-- Your instructions --
Write out the stretch of the material below from the line containing "Can you locate the red" through the end of the material, keeping every line exactly the same.

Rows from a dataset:
= = =
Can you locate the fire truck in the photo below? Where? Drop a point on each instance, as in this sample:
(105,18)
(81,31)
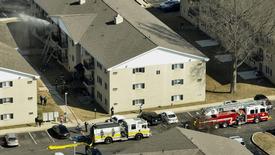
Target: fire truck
(231,113)
(109,132)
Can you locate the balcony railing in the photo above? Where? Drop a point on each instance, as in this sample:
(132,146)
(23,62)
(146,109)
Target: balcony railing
(88,64)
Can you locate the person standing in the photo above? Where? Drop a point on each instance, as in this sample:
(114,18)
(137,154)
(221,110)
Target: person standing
(41,100)
(86,126)
(112,111)
(45,101)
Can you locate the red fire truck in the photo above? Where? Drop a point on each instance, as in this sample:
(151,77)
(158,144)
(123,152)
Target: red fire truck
= = =
-- Correct answer --
Can you locate the red fire truck in the photo above? Where? Drop a point on each instance, as in this sample:
(151,77)
(158,144)
(123,152)
Target: red fire truck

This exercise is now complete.